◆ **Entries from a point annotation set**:
:::
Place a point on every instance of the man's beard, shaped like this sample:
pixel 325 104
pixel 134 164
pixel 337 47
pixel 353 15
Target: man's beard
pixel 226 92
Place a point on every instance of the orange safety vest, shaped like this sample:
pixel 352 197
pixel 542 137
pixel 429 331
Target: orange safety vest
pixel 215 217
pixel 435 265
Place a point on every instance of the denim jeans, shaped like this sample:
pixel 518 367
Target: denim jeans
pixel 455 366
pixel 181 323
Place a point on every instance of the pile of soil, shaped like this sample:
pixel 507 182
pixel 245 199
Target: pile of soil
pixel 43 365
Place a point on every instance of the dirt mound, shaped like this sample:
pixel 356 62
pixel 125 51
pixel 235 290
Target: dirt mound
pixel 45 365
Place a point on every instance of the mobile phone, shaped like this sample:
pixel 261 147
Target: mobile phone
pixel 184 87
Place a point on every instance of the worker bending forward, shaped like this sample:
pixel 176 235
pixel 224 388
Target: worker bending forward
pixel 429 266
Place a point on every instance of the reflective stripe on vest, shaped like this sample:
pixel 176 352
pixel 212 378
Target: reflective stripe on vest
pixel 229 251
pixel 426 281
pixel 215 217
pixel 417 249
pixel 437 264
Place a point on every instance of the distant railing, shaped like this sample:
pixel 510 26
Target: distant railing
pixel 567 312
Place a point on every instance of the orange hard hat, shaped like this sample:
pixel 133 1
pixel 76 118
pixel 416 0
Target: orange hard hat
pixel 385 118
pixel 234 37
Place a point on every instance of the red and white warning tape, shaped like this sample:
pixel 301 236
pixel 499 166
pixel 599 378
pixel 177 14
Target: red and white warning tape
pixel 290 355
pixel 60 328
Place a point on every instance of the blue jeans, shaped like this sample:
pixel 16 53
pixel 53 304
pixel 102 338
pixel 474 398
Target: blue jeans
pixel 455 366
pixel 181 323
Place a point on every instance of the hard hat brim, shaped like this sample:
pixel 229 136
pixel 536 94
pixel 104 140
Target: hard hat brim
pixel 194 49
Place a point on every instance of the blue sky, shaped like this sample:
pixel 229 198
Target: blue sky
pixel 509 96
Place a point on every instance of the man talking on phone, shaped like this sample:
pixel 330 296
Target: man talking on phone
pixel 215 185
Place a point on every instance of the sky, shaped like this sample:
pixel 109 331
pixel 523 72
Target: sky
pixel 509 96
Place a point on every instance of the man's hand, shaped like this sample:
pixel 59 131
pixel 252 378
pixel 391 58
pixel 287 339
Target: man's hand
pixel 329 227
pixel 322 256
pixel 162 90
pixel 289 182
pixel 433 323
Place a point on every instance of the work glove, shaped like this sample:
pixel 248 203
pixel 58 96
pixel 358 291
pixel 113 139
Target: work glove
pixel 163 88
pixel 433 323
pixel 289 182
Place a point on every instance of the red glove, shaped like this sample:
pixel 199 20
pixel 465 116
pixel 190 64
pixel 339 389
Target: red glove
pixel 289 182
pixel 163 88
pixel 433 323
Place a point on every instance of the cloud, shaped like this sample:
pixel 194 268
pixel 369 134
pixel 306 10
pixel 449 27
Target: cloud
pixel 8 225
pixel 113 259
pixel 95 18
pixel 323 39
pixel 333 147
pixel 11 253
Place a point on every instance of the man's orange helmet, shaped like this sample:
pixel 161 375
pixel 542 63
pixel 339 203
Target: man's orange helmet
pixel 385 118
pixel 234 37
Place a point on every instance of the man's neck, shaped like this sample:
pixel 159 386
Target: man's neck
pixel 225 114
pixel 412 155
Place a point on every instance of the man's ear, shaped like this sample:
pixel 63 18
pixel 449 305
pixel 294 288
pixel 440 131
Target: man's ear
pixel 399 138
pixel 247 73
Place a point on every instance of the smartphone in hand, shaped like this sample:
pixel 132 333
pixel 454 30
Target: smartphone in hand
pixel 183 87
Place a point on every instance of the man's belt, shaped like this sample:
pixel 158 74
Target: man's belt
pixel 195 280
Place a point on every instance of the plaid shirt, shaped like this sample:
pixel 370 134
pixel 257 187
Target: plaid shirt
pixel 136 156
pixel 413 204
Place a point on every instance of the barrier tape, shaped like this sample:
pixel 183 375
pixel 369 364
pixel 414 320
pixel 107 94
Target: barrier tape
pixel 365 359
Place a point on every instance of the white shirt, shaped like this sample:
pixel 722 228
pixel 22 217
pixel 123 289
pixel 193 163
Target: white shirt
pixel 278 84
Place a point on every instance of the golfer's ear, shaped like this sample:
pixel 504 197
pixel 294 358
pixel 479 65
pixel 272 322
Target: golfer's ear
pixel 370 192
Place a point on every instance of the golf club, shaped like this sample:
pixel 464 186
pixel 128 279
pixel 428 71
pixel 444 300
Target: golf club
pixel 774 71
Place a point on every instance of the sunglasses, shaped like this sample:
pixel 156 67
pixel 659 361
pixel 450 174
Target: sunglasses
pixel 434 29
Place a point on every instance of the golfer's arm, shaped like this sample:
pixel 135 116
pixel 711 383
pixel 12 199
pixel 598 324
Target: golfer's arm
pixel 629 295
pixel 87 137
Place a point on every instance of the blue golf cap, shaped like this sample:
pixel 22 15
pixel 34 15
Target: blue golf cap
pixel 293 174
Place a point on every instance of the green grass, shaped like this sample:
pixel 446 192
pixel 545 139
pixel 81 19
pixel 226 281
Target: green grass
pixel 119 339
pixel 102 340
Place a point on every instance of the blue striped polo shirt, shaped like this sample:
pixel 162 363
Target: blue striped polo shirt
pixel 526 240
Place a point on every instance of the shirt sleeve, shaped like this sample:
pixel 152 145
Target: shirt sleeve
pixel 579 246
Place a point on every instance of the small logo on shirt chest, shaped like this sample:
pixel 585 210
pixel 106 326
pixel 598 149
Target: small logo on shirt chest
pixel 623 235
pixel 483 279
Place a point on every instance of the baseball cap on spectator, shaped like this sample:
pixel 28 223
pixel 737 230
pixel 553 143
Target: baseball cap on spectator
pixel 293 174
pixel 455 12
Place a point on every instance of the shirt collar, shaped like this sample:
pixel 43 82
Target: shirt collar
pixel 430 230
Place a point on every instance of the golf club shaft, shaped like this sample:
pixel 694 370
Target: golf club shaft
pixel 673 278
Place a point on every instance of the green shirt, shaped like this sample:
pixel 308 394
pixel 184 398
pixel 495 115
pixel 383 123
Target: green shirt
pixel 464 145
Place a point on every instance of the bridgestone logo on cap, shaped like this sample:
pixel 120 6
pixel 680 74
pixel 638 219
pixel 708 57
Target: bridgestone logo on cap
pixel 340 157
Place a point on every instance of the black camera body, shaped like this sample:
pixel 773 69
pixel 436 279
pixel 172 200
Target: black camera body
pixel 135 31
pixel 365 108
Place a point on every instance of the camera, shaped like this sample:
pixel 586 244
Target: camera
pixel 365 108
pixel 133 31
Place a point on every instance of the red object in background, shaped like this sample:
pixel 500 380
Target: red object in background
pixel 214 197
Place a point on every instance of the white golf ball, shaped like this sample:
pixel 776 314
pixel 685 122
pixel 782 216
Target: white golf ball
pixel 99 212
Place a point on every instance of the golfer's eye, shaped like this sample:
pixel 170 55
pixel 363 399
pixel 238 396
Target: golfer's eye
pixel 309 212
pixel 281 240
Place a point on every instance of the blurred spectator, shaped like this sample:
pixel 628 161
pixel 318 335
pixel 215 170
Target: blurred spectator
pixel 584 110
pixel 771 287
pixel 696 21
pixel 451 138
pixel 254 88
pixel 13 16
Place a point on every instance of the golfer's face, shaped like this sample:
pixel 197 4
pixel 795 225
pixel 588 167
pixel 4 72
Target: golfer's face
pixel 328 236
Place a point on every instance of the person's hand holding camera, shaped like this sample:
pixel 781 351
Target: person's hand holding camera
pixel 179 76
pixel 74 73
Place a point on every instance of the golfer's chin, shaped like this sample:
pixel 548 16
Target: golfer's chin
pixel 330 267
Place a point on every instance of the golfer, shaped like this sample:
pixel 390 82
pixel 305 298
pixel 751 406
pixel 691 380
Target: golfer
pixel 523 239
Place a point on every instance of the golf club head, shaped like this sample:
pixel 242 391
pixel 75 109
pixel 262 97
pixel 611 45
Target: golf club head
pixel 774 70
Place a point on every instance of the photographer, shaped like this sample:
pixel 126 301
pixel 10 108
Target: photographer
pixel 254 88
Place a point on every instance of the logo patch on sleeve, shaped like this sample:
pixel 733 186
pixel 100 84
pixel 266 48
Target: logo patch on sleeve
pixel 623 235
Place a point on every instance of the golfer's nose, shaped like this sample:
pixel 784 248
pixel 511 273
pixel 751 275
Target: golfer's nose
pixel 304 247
:::
◆ **Written problem**: Write out the lines above exactly, from the start of the records through the line containing "pixel 184 87", including both ends.

◆ **Response to this task**:
Place a point on every instance of the man's beard, shaped like this sample:
pixel 325 104
pixel 134 164
pixel 337 47
pixel 353 15
Target: man's beard
pixel 226 92
Place a point on every instance of the orange safety vest, shaped like this sample:
pixel 352 197
pixel 542 137
pixel 429 331
Target: orange safety vest
pixel 215 217
pixel 435 265
Place a point on every instance of the denim jeans, shaped like this sample:
pixel 518 367
Target: denim jeans
pixel 455 366
pixel 181 323
Place a point on every instance of the pile of soil, shaped like this sample:
pixel 507 182
pixel 245 199
Target: pile of soil
pixel 43 365
Place a point on every instance of the dirt mound, shaped like this sample:
pixel 356 62
pixel 125 51
pixel 235 290
Target: dirt mound
pixel 45 365
Place a point on every instance of the mobile phone, shaped like this sample:
pixel 261 147
Target: mobile phone
pixel 184 87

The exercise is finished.